-- start --

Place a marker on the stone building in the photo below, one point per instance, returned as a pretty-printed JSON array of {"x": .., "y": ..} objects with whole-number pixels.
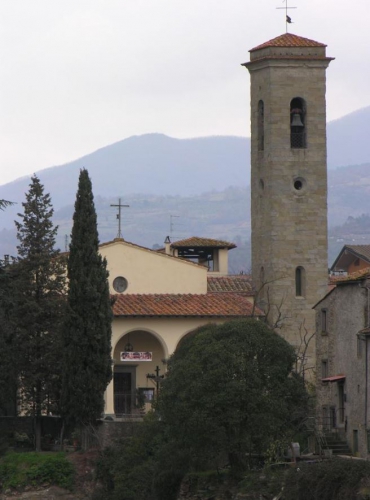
[
  {"x": 289, "y": 182},
  {"x": 343, "y": 361},
  {"x": 351, "y": 258}
]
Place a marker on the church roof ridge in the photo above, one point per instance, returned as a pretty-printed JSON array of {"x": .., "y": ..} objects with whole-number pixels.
[
  {"x": 230, "y": 305},
  {"x": 288, "y": 40},
  {"x": 195, "y": 241}
]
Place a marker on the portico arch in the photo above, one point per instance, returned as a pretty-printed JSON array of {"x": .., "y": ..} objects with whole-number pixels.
[{"x": 130, "y": 384}]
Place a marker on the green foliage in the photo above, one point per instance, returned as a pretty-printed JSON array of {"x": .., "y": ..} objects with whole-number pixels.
[
  {"x": 36, "y": 287},
  {"x": 338, "y": 478},
  {"x": 5, "y": 203},
  {"x": 144, "y": 466},
  {"x": 87, "y": 326},
  {"x": 8, "y": 345},
  {"x": 18, "y": 470},
  {"x": 229, "y": 391},
  {"x": 127, "y": 469}
]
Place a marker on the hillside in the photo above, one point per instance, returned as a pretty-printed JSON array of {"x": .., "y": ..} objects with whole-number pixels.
[{"x": 183, "y": 187}]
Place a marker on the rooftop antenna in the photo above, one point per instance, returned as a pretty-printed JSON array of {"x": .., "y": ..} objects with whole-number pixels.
[
  {"x": 172, "y": 223},
  {"x": 288, "y": 19},
  {"x": 119, "y": 234}
]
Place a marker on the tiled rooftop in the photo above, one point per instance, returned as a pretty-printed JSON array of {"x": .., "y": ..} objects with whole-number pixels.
[
  {"x": 171, "y": 305},
  {"x": 289, "y": 40},
  {"x": 194, "y": 241},
  {"x": 360, "y": 250},
  {"x": 240, "y": 283},
  {"x": 357, "y": 275}
]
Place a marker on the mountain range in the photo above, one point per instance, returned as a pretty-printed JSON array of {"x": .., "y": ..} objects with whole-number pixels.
[{"x": 188, "y": 186}]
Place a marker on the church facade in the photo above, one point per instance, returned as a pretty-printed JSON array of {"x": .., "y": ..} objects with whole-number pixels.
[{"x": 159, "y": 298}]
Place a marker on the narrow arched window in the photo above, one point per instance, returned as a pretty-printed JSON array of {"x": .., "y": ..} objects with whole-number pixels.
[
  {"x": 300, "y": 281},
  {"x": 297, "y": 123},
  {"x": 261, "y": 126}
]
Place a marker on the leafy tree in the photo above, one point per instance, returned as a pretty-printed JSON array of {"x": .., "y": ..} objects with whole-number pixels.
[
  {"x": 8, "y": 344},
  {"x": 229, "y": 391},
  {"x": 38, "y": 285},
  {"x": 87, "y": 329},
  {"x": 5, "y": 203}
]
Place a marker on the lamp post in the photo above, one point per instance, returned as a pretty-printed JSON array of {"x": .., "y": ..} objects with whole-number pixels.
[{"x": 156, "y": 379}]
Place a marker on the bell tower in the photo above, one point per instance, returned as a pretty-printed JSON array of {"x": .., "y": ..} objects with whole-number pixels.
[{"x": 289, "y": 183}]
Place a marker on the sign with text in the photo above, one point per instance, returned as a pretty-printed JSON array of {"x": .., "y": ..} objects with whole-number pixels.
[{"x": 136, "y": 356}]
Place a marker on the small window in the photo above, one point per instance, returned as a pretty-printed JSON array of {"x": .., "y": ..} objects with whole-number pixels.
[
  {"x": 324, "y": 320},
  {"x": 355, "y": 441},
  {"x": 324, "y": 368},
  {"x": 261, "y": 126},
  {"x": 297, "y": 123},
  {"x": 120, "y": 284},
  {"x": 299, "y": 282},
  {"x": 359, "y": 346}
]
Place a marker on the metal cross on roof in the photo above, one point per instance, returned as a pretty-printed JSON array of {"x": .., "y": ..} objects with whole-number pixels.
[
  {"x": 119, "y": 235},
  {"x": 288, "y": 19}
]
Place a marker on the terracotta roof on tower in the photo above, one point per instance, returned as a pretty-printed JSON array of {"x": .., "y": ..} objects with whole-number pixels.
[
  {"x": 240, "y": 283},
  {"x": 232, "y": 305},
  {"x": 360, "y": 250},
  {"x": 194, "y": 241},
  {"x": 289, "y": 40}
]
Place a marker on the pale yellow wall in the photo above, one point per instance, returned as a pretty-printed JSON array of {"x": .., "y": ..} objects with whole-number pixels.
[
  {"x": 221, "y": 262},
  {"x": 152, "y": 272},
  {"x": 157, "y": 335}
]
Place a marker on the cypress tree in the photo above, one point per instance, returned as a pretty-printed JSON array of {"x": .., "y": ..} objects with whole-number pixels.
[
  {"x": 87, "y": 329},
  {"x": 37, "y": 288},
  {"x": 9, "y": 354}
]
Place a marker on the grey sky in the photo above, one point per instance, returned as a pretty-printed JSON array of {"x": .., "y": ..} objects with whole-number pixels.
[{"x": 77, "y": 75}]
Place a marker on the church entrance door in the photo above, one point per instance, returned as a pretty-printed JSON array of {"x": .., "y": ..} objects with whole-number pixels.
[{"x": 122, "y": 393}]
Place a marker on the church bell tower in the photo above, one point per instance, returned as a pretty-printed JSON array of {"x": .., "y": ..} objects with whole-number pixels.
[{"x": 289, "y": 183}]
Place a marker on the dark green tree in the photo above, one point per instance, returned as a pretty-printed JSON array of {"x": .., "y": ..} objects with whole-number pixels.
[
  {"x": 87, "y": 328},
  {"x": 37, "y": 289},
  {"x": 8, "y": 344},
  {"x": 229, "y": 391},
  {"x": 5, "y": 203}
]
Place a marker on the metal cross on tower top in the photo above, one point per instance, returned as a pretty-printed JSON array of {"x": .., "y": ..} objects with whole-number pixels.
[
  {"x": 288, "y": 19},
  {"x": 119, "y": 234}
]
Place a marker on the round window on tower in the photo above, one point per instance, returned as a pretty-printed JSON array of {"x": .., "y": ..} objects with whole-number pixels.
[
  {"x": 120, "y": 284},
  {"x": 299, "y": 183}
]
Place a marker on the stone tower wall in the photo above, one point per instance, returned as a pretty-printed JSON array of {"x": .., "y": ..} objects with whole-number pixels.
[{"x": 289, "y": 226}]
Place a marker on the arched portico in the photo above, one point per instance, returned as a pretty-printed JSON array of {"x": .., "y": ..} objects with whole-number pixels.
[{"x": 136, "y": 354}]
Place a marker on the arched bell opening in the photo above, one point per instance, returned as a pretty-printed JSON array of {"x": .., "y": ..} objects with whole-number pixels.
[
  {"x": 139, "y": 364},
  {"x": 297, "y": 123}
]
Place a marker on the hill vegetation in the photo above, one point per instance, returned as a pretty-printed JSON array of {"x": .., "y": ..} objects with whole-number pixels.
[{"x": 186, "y": 187}]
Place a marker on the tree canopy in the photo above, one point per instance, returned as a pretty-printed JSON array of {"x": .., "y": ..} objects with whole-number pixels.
[
  {"x": 37, "y": 290},
  {"x": 229, "y": 391},
  {"x": 87, "y": 327}
]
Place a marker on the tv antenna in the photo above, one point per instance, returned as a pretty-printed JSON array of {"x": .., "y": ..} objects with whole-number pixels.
[
  {"x": 288, "y": 19},
  {"x": 172, "y": 222},
  {"x": 119, "y": 205}
]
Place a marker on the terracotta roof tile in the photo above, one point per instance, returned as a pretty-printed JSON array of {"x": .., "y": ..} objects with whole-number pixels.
[
  {"x": 360, "y": 250},
  {"x": 289, "y": 40},
  {"x": 171, "y": 305},
  {"x": 240, "y": 283},
  {"x": 194, "y": 241},
  {"x": 357, "y": 275}
]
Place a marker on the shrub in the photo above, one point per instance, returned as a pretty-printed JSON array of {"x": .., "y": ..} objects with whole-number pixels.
[
  {"x": 337, "y": 478},
  {"x": 20, "y": 469}
]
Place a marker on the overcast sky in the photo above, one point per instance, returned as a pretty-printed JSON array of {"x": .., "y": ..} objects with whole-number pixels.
[{"x": 77, "y": 75}]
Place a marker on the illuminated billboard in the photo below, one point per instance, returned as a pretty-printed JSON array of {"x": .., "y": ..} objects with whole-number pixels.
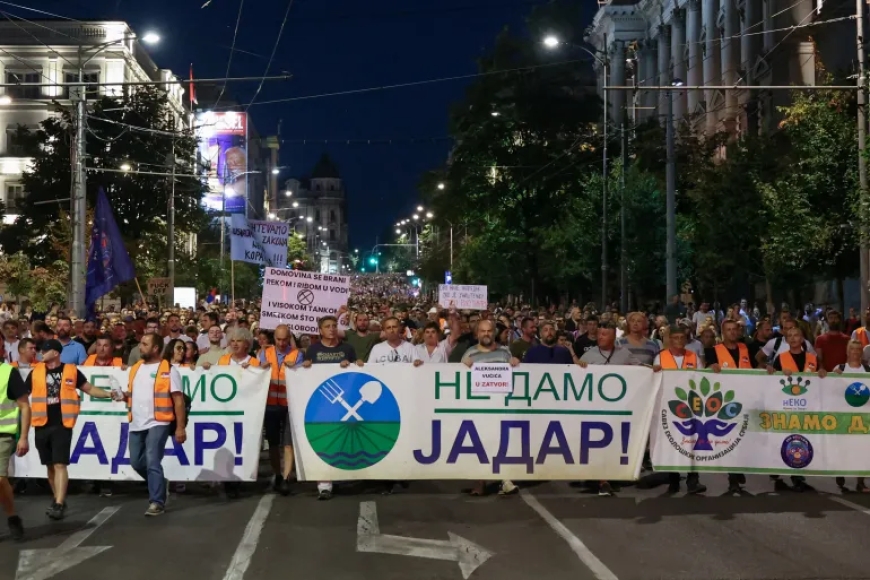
[{"x": 223, "y": 144}]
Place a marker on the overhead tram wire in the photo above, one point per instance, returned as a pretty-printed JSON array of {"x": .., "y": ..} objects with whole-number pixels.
[
  {"x": 272, "y": 56},
  {"x": 232, "y": 51}
]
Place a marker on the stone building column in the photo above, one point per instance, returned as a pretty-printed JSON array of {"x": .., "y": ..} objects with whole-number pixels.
[{"x": 695, "y": 72}]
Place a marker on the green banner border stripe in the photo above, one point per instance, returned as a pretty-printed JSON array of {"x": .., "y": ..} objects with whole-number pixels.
[
  {"x": 784, "y": 471},
  {"x": 532, "y": 412}
]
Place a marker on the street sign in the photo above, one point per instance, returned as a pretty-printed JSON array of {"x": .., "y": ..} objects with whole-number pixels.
[{"x": 158, "y": 287}]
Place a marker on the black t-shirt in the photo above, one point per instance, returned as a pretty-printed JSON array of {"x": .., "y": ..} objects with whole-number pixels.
[
  {"x": 53, "y": 379},
  {"x": 799, "y": 359},
  {"x": 319, "y": 353},
  {"x": 15, "y": 389},
  {"x": 583, "y": 343}
]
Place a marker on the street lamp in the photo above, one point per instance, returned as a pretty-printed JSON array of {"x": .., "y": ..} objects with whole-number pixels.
[{"x": 552, "y": 41}]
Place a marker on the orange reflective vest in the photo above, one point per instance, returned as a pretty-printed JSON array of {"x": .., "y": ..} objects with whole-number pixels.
[
  {"x": 726, "y": 361},
  {"x": 91, "y": 361},
  {"x": 669, "y": 361},
  {"x": 163, "y": 409},
  {"x": 227, "y": 360},
  {"x": 70, "y": 402},
  {"x": 278, "y": 386},
  {"x": 787, "y": 362}
]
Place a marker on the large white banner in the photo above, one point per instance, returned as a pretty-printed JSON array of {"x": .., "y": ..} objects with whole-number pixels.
[
  {"x": 400, "y": 422},
  {"x": 752, "y": 422},
  {"x": 299, "y": 299},
  {"x": 223, "y": 431},
  {"x": 259, "y": 242}
]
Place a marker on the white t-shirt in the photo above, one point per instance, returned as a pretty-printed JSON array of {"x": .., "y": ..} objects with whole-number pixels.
[
  {"x": 439, "y": 355},
  {"x": 767, "y": 349},
  {"x": 383, "y": 352},
  {"x": 143, "y": 395}
]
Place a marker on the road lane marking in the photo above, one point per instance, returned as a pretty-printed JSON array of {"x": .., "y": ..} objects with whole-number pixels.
[
  {"x": 457, "y": 549},
  {"x": 847, "y": 503},
  {"x": 44, "y": 563},
  {"x": 586, "y": 556},
  {"x": 248, "y": 544}
]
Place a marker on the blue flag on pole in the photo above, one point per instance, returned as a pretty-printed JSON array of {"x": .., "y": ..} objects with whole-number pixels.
[{"x": 108, "y": 262}]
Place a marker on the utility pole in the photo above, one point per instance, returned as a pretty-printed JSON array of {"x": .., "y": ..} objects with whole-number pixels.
[
  {"x": 671, "y": 204},
  {"x": 171, "y": 224},
  {"x": 862, "y": 163},
  {"x": 78, "y": 205},
  {"x": 606, "y": 65},
  {"x": 623, "y": 277}
]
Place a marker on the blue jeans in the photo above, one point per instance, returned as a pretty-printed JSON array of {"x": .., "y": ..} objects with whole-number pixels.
[{"x": 146, "y": 457}]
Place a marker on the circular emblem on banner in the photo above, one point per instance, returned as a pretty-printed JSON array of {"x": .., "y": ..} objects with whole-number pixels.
[
  {"x": 305, "y": 297},
  {"x": 352, "y": 421},
  {"x": 857, "y": 394},
  {"x": 797, "y": 451}
]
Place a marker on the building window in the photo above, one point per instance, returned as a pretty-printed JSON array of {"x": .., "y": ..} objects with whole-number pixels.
[
  {"x": 14, "y": 148},
  {"x": 23, "y": 92},
  {"x": 14, "y": 195},
  {"x": 91, "y": 91}
]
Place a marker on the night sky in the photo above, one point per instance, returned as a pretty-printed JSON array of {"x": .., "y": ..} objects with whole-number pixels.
[{"x": 330, "y": 46}]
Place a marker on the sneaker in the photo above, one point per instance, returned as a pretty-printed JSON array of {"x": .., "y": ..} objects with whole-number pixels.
[
  {"x": 155, "y": 509},
  {"x": 57, "y": 511},
  {"x": 508, "y": 488},
  {"x": 16, "y": 528},
  {"x": 695, "y": 487}
]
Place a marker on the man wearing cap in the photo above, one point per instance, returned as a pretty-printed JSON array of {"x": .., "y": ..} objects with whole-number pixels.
[
  {"x": 73, "y": 352},
  {"x": 55, "y": 403}
]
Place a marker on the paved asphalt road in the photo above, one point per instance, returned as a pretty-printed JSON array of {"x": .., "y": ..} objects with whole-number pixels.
[{"x": 550, "y": 531}]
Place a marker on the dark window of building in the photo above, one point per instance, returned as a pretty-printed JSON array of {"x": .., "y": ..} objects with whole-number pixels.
[{"x": 23, "y": 92}]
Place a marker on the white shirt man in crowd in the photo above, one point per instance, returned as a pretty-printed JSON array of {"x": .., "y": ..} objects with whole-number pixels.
[
  {"x": 394, "y": 348},
  {"x": 156, "y": 405}
]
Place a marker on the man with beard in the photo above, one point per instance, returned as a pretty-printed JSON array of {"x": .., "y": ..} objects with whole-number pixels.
[
  {"x": 73, "y": 352},
  {"x": 488, "y": 351},
  {"x": 88, "y": 336},
  {"x": 173, "y": 324},
  {"x": 361, "y": 338},
  {"x": 548, "y": 352}
]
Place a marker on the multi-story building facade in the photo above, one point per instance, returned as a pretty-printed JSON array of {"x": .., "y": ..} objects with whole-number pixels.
[
  {"x": 716, "y": 43},
  {"x": 316, "y": 208},
  {"x": 51, "y": 51}
]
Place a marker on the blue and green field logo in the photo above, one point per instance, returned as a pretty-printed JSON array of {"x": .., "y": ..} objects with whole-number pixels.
[{"x": 352, "y": 421}]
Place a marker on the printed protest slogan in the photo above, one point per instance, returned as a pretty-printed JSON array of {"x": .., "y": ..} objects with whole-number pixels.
[
  {"x": 299, "y": 299},
  {"x": 399, "y": 422},
  {"x": 752, "y": 422},
  {"x": 223, "y": 432},
  {"x": 259, "y": 242}
]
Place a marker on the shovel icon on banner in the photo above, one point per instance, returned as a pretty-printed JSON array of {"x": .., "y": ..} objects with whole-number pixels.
[{"x": 369, "y": 393}]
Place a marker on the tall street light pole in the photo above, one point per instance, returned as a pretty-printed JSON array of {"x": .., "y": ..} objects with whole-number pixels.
[
  {"x": 78, "y": 197},
  {"x": 553, "y": 42},
  {"x": 862, "y": 162}
]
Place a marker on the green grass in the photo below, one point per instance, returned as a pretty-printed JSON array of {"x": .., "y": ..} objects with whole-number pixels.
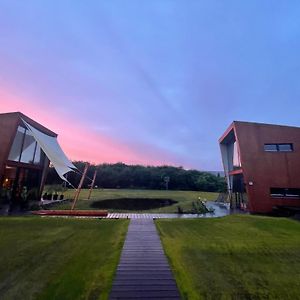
[
  {"x": 184, "y": 198},
  {"x": 235, "y": 257},
  {"x": 54, "y": 258}
]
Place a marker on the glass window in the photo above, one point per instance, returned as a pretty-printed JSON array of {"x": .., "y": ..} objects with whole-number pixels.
[
  {"x": 28, "y": 150},
  {"x": 285, "y": 147},
  {"x": 285, "y": 192},
  {"x": 16, "y": 148},
  {"x": 270, "y": 147},
  {"x": 39, "y": 156},
  {"x": 236, "y": 156}
]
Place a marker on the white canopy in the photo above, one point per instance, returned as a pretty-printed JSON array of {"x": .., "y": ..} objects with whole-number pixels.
[{"x": 53, "y": 151}]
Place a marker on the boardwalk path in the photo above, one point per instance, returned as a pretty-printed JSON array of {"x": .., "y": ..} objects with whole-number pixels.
[{"x": 143, "y": 271}]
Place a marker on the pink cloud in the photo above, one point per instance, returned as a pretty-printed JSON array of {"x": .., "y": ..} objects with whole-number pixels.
[{"x": 77, "y": 140}]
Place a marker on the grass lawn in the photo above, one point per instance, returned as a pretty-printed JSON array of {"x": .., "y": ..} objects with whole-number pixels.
[
  {"x": 235, "y": 257},
  {"x": 55, "y": 258},
  {"x": 184, "y": 198}
]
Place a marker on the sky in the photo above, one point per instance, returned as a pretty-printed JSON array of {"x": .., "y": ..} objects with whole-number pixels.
[{"x": 150, "y": 82}]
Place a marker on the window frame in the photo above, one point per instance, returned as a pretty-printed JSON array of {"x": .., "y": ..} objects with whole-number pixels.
[{"x": 278, "y": 145}]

-- end --

INSTRUCTIONS FOR THE TASK |
Will you print, unchanged, the stretch of the items above from the line containing "Place a marker on the white canopy" through the last item?

FULL RESPONSE |
Place a marker on the white canopy in the photo above, one point per instance, returned as a pretty-printed JSON array of {"x": .., "y": ..} objects with whole-number pixels.
[{"x": 53, "y": 151}]
Place a marker on the boardwalk path in the photo above, one point per instance, returned as a pretty-printed JSON array of {"x": .., "y": ..} objects with whole-number pixels.
[{"x": 143, "y": 271}]
Place a marker on the pink cloud in the photo above, one point per instance, returned as a pretty-printed JSON array of {"x": .., "y": ..} objects with whole-number pixels.
[{"x": 77, "y": 140}]
Place a marker on the grass lawn in the photo above, one point per instance, returned as a pretty-printed JSON array of {"x": .., "y": ..} objects with whole-number pixels.
[
  {"x": 235, "y": 257},
  {"x": 55, "y": 258},
  {"x": 184, "y": 198}
]
Place a marker on the sky in the photo above, one point per instance, returned as a pretty-printed JSON array of {"x": .., "y": ..} objects with whole-number pixels.
[{"x": 150, "y": 82}]
Place a marker on the window frame in the photo above, one point per instance, returned as a pretty-printed JSON array of {"x": .., "y": ..} objects with whole-number pixels.
[{"x": 278, "y": 145}]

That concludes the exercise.